PROBLEM 1 » Pull out every line in the records below that contains the string "Query", and copy each line unchanged.

PROVIDED PASSAGE »
Colombia defeated Peru last night on penalties to reach the Copa America semifinals for the first time since 2004. Unlike, last year, when the team bowed out to Argentina in the quarterfinals, this edition of la selección Colombia has made it to the final four and will now have a chance to reach the finals if it can beat the winner of today’s matchup between Chile and Mexico.

While it certainly wasn’t an impressive victory featuring beautiful football, all that matters at this stage is advancing. The lack of dominance, however, does throw some cold water on any optimism that Colombia can win the tournament.

The team played disjointed football for 90 minutes and nearly lost to an inferior team. Outside of one James Rodríguez near-golazo that bounced off the goalpost, the selección wasn’t able to generate high-level chances, as Peru played a defensive game and hoped to steal a goal on the counter attack or by earning some set-piece chances.

That plan nearly worked. Peru threatened twice, but both times, Colombia’s Copa America savior, goalkeeper David Ospina, was there to thwart the attempt.

RECORDS PROVIDED »
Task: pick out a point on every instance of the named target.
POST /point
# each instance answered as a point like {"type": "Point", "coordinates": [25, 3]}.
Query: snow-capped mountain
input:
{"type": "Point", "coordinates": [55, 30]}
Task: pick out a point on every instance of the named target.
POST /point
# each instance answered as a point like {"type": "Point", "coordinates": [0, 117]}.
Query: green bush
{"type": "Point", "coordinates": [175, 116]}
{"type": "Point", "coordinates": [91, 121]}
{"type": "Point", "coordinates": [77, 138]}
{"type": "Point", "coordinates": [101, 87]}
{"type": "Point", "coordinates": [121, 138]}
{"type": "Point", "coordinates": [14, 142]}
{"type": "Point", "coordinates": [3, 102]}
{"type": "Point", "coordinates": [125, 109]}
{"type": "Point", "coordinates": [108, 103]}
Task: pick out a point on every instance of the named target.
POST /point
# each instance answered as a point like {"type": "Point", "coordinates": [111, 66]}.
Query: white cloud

PROBLEM 2 » According to the article on Colombia's penalty win over Peru, in what year had Colombia last reached the Copa America semifinals before this win?

EXERCISE RESPONSE 1 »
Query: snow-capped mountain
Query: green bush
Query: white cloud

EXERCISE RESPONSE 2 » 2004